Please copy out the passage below on split-second sentence processing word for word, from its first line to its last.
** Opening SUPPLIED PASSAGE block **
Information is coming at us faster than ever, but how much can our brains grasp?
Liina Pylkkanen, professor of linguistics and psychology at New York University, takes a closer look.
LIINA PYLKKÄNEN is a Professor of Linguistics and Psychology at New York University. She is the director of the NYU Neurolinguistics Laboratory and co-director of the Neuroscience of Language Laboratory. Prof. Pylkkänen received her Ph.D. in Linguistics at the Massachusetts Institute of Technology and conducted her post-doctoral work at New York University. She is one of the leading researchers in the use of magnetoencephalography (MEG) to study the brain mechanisms of language, with a focus on semantic cognition.
Split-Second Sentence Processing
In today’s digital world, our brains are bombarded with rapid visual notifications on our many devices. And we feel that we can at least partially understand these messages from just a single glance, enough to even make decisions about them, like whether to keep or delete the message. However, this rapid comprehension is actually a puzzle, since most theories of language processing treat it as a sequential process: we understand sentences word by word, building up to larger meanings.
** Closing SUPPLIED PASSAGE block **
** Opening SUPPLIED INFORMATION block **
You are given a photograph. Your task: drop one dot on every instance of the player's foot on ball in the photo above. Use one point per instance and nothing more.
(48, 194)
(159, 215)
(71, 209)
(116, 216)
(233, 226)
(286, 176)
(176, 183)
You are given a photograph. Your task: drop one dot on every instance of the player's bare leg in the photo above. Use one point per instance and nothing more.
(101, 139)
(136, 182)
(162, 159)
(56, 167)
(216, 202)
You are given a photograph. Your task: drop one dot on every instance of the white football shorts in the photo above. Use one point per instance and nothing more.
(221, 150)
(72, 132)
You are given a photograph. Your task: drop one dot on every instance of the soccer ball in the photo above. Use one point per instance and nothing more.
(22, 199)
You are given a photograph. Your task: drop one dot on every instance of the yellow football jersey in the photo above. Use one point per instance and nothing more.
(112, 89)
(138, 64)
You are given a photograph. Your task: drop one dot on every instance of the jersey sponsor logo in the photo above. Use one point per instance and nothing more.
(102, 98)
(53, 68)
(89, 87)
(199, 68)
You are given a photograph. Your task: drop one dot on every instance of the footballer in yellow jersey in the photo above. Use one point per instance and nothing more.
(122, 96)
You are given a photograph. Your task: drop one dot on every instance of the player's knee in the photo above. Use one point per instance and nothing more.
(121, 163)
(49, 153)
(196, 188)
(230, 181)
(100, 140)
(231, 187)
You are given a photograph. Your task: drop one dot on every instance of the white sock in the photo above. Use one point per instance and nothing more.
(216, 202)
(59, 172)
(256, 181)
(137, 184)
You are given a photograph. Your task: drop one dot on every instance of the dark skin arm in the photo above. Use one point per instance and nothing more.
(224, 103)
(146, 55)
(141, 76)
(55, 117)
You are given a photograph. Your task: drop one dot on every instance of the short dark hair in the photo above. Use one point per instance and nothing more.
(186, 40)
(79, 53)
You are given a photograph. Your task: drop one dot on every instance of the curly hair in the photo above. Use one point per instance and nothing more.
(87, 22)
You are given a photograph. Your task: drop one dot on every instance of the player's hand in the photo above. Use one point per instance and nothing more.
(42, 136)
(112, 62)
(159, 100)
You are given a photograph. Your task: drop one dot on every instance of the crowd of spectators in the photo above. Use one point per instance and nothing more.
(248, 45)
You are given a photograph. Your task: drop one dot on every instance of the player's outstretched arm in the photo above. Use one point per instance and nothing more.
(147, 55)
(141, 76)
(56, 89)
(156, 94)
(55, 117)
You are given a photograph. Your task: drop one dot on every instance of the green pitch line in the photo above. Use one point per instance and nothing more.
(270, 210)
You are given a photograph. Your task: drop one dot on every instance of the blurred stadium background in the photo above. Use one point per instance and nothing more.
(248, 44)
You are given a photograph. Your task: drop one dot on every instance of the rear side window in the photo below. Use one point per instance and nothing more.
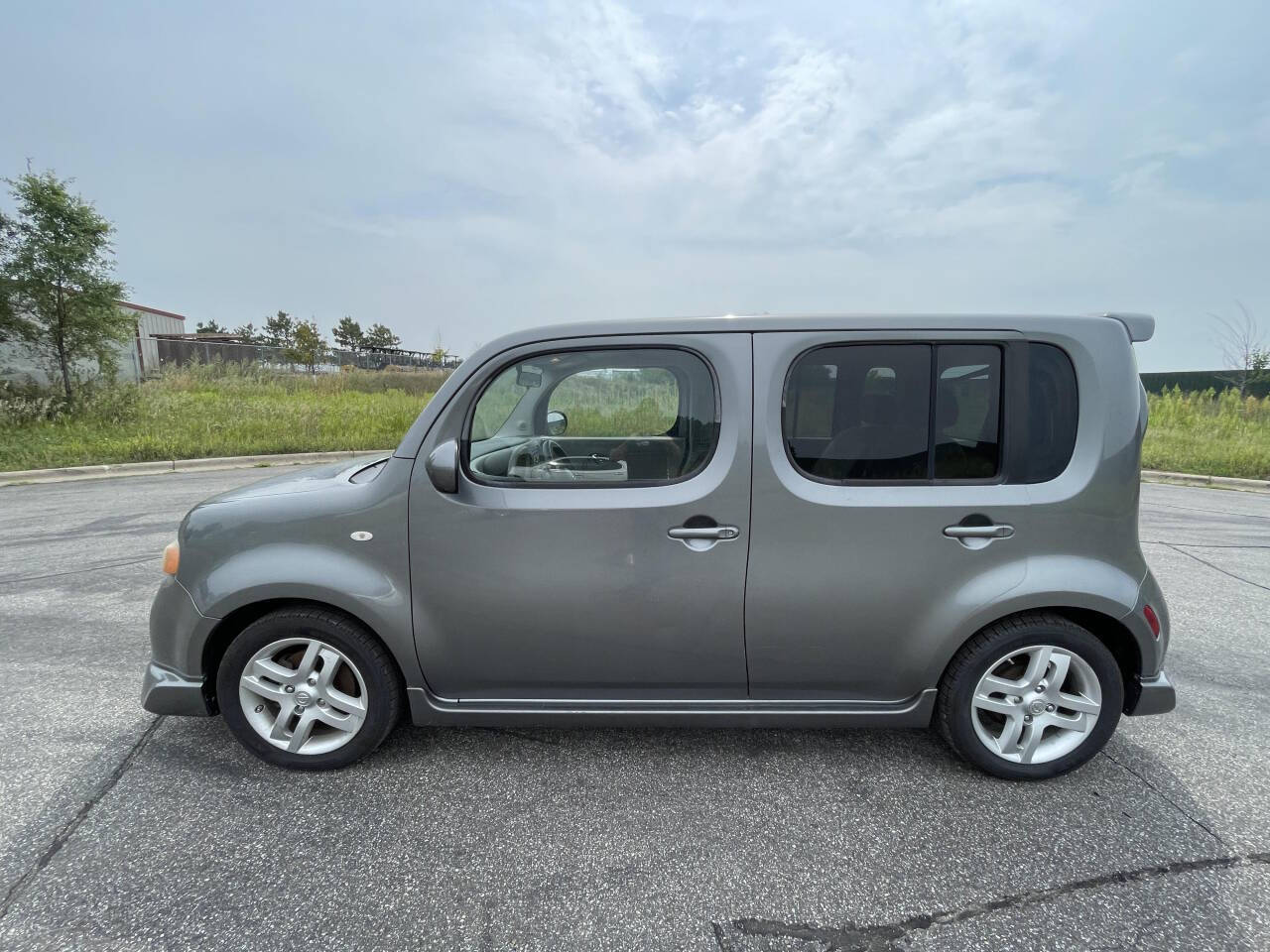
(1052, 413)
(896, 413)
(968, 412)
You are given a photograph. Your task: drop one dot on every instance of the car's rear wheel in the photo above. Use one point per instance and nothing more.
(1030, 697)
(309, 688)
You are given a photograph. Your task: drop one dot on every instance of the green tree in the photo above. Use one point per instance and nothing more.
(348, 334)
(246, 333)
(58, 287)
(280, 329)
(308, 345)
(379, 335)
(1243, 349)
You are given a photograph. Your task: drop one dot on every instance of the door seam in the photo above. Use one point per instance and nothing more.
(749, 535)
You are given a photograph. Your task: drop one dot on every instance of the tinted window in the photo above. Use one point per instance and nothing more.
(1052, 412)
(966, 412)
(597, 417)
(861, 412)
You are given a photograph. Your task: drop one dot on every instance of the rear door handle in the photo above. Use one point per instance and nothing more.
(979, 531)
(705, 532)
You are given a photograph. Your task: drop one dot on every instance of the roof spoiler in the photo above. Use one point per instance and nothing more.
(1141, 326)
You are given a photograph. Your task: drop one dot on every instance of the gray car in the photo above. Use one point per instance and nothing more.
(812, 522)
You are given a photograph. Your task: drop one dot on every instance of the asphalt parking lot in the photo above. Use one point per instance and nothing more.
(126, 832)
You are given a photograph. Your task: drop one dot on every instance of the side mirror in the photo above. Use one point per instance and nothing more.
(443, 466)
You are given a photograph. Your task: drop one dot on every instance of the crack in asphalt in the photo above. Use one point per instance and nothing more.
(1215, 567)
(1210, 512)
(888, 936)
(13, 579)
(520, 735)
(1169, 800)
(1193, 544)
(68, 828)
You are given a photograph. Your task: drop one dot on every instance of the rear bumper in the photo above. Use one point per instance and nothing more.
(164, 690)
(1151, 696)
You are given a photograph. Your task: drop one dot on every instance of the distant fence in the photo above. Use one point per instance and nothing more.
(1197, 381)
(172, 352)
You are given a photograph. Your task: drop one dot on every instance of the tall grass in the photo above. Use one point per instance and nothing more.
(1216, 434)
(217, 412)
(232, 411)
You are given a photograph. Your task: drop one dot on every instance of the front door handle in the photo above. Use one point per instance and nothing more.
(979, 531)
(703, 532)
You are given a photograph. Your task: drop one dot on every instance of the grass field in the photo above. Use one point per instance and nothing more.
(1215, 435)
(213, 412)
(225, 412)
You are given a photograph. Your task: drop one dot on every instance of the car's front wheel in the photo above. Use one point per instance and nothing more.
(1030, 697)
(309, 688)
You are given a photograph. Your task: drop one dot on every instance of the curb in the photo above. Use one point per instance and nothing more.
(1191, 479)
(220, 462)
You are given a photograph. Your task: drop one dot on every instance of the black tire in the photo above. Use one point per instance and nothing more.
(384, 688)
(952, 711)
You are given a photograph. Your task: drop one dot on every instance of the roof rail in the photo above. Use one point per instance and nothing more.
(1141, 326)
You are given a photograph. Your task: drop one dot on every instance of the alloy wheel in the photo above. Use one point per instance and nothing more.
(1037, 705)
(303, 696)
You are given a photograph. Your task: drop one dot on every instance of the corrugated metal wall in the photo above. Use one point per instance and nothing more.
(139, 357)
(146, 353)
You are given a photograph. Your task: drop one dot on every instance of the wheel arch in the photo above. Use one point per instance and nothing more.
(1111, 631)
(236, 621)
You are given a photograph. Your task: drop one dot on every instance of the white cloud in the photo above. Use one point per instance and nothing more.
(488, 167)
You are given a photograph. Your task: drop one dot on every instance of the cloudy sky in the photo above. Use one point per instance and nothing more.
(465, 168)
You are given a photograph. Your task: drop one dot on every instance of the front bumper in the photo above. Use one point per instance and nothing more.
(164, 690)
(1151, 696)
(177, 635)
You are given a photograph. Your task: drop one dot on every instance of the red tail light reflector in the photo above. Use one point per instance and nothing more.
(1152, 620)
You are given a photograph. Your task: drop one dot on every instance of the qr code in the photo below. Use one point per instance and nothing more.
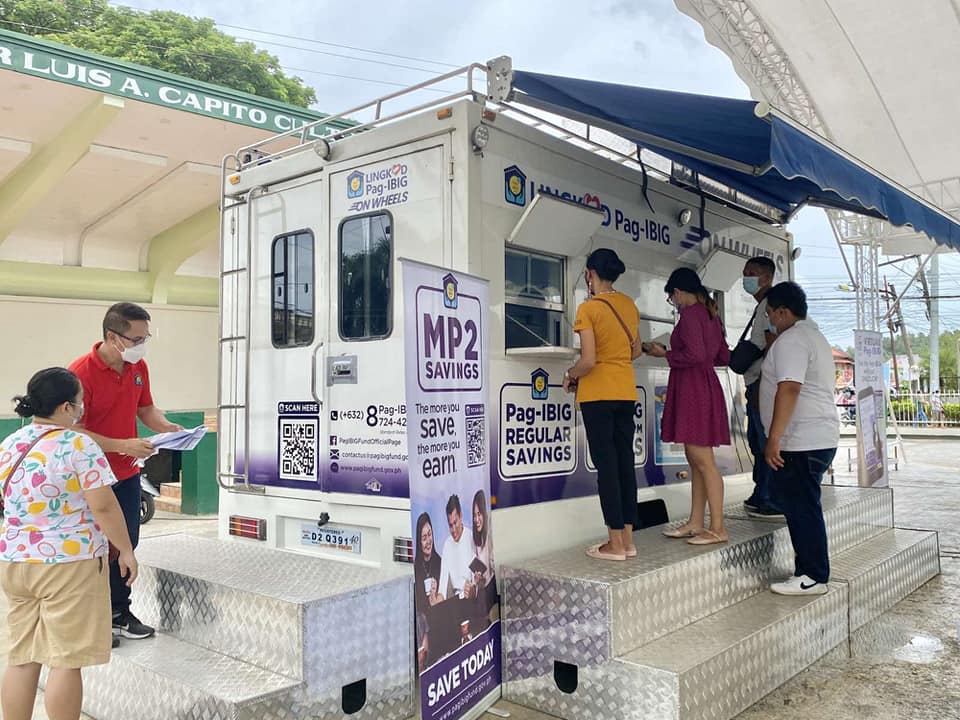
(298, 449)
(476, 441)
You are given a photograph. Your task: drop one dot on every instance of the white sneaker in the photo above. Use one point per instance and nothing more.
(802, 585)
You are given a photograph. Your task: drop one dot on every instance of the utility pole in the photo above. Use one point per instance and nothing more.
(904, 335)
(893, 339)
(933, 302)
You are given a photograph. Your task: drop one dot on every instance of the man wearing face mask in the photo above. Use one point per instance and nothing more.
(116, 390)
(757, 281)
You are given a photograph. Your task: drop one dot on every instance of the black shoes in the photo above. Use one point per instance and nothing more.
(127, 625)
** Closing SUPPLIED INFORMATION block **
**REPLY TO THE TASK**
Information is coming at us faster than ever, but how much can our brains grasp?
Liina Pylkkanen, professor of linguistics and psychology at New York University, takes a closer look.
LIINA PYLKKÄNEN is a Professor of Linguistics and Psychology at New York University. She is the director of the NYU Neurolinguistics Laboratory and co-director of the Neuroscience of Language Laboratory. Prof. Pylkkänen received her Ph.D. in Linguistics at the Massachusetts Institute of Technology and conducted her post-doctoral work at New York University. She is one of the leading researchers in the use of magnetoencephalography (MEG) to study the brain mechanisms of language, with a focus on semantic cognition.
Split-Second Sentence Processing
In today’s digital world, our brains are bombarded with rapid visual notifications on our many devices. And we feel that we can at least partially understand these messages from just a single glance, enough to even make decisions about them, like whether to keep or delete the message. However, this rapid comprehension is actually a puzzle, since most theories of language processing treat it as a sequential process: we understand sentences word by word, building up to larger meanings.